Tâche courte 1 - Transforme en liste numérotée les lignes des données source, de la ligne contenant "segment --target=cow muzzle" jusqu'à la fin de ces lignes, sans reprendre les lignes vides.

Booker Prize / Sortir de l’ombre: „Oh William!“ d’Elizabeth Strout
Un couple séparé se retrouve pour un road trip dans le Maine dans un roman plus complexe qu’il n’y paraît, qui non seulement se demande ce qui, au-delà des années et des ruptures, peut continuer à nous lier à une personne, mais qui brosse aussi le portrait d’une Amérique partagée entre les gratte-ciel urbains et un monde rural précaire et délaissé.
Peu après le décès de son deuxième mari, Lucy, que les lecteurs fidèles d’Elizabeth Strout connaissent entre autres de „My Name is Lucy Barton“, renoue avec William, son premier mari, qui vient de se faire larguer par sa troisième épouse et découvre qu’il aurait une demi-sœur dont sa mère ne lui a jamais parlé. Alors que William lui propose une sorte de road trip dans le Maine afin de partir sur les traces d’une vérité qu’il ne lui sera pas facile d’apprendre, cette nouvelle remettant en question toute l’image qu’il entretenait de sa mère décédée, Lucy se plonge dans une réflexion mélancolique sur cette existence qu’elle a partagée par intermittences avec celui qui pourrait bien avoir été l’homme de sa vie et qu’elle a connu lors de ses études universitaires, sur ses deux filles qu’elle a eues avec William, sur son passé et son enfance à elle, dont on s’aperçoit vite qu’elle a du mal à l’évoquer.

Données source
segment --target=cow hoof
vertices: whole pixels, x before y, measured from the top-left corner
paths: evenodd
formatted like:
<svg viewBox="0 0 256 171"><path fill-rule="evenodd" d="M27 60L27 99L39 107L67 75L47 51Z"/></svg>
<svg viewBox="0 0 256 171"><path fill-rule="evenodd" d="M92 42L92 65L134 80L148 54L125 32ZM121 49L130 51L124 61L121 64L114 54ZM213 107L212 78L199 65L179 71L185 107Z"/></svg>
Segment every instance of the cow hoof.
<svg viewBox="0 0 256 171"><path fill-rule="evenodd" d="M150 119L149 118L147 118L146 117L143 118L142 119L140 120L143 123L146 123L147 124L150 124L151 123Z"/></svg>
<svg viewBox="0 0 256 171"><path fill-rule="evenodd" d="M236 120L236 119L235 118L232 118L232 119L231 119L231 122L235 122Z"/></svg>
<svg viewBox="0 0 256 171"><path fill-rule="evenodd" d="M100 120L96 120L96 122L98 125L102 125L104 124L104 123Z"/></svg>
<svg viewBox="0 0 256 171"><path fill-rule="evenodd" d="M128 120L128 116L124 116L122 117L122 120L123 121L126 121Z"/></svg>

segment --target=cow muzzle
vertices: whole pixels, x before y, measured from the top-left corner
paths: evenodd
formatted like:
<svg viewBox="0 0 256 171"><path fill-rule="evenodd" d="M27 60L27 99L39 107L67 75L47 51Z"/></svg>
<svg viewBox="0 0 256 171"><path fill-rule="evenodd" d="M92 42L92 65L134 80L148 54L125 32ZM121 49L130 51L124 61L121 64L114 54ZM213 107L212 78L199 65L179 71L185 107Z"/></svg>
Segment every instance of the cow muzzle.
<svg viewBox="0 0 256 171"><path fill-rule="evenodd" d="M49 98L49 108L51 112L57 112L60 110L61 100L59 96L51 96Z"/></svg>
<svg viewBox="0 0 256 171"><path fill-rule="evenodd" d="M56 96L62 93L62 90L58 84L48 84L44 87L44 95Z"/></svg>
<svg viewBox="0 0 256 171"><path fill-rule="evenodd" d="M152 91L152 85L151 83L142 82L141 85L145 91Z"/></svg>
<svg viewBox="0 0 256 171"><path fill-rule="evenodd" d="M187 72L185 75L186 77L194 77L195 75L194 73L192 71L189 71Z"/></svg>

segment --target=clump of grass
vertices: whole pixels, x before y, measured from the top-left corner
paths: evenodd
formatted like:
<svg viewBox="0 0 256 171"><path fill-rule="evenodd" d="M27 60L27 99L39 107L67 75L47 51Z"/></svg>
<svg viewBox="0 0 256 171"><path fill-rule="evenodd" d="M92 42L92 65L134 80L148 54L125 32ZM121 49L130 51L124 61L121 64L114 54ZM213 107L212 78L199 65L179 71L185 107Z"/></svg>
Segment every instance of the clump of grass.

Tâche courte 2 -
D'après la critique ci-dessus, répondez :
(a) Dans quel État se déroule le road trip ?
(b) Que découvre William au sujet de sa famille ?
(c) Combien de filles Lucy a-t-elle eues avec William ?

Réponse 1 -
1. segment --target=cow muzzle
2. vertices: whole pixels, x before y, measured from the top-left corner
3. paths: evenodd
4. formatted like:
5. <svg viewBox="0 0 256 171"><path fill-rule="evenodd" d="M27 60L27 99L39 107L67 75L47 51Z"/></svg>
6. <svg viewBox="0 0 256 171"><path fill-rule="evenodd" d="M92 42L92 65L134 80L148 54L125 32ZM121 49L130 51L124 61L121 64L114 54ZM213 107L212 78L199 65L179 71L185 107Z"/></svg>
7. Segment every instance of the cow muzzle.
8. <svg viewBox="0 0 256 171"><path fill-rule="evenodd" d="M49 98L49 108L51 112L57 112L60 110L61 100L59 96L51 96Z"/></svg>
9. <svg viewBox="0 0 256 171"><path fill-rule="evenodd" d="M56 96L62 93L62 90L58 84L48 84L44 87L44 95Z"/></svg>
10. <svg viewBox="0 0 256 171"><path fill-rule="evenodd" d="M152 91L152 85L151 83L142 82L141 85L145 91Z"/></svg>
11. <svg viewBox="0 0 256 171"><path fill-rule="evenodd" d="M187 72L185 75L186 77L194 77L195 75L194 73L192 71L189 71Z"/></svg>
12. segment --target=clump of grass
13. vertices: whole pixels, x before y, measured from the top-left corner
14. paths: evenodd
15. formatted like:
16. <svg viewBox="0 0 256 171"><path fill-rule="evenodd" d="M27 60L27 99L39 107L67 75L47 51Z"/></svg>
17. <svg viewBox="0 0 256 171"><path fill-rule="evenodd" d="M92 42L92 65L134 80L148 54L125 32ZM121 49L130 51L124 61L121 64L114 54ZM213 107L212 78L199 65L179 71L185 107Z"/></svg>
18. Segment every instance of the clump of grass.

Réponse 2 -
(a) Dans le Maine.
(b) Il aurait une demi-sœur dont sa mère ne lui a jamais parlé.
(c) Deux.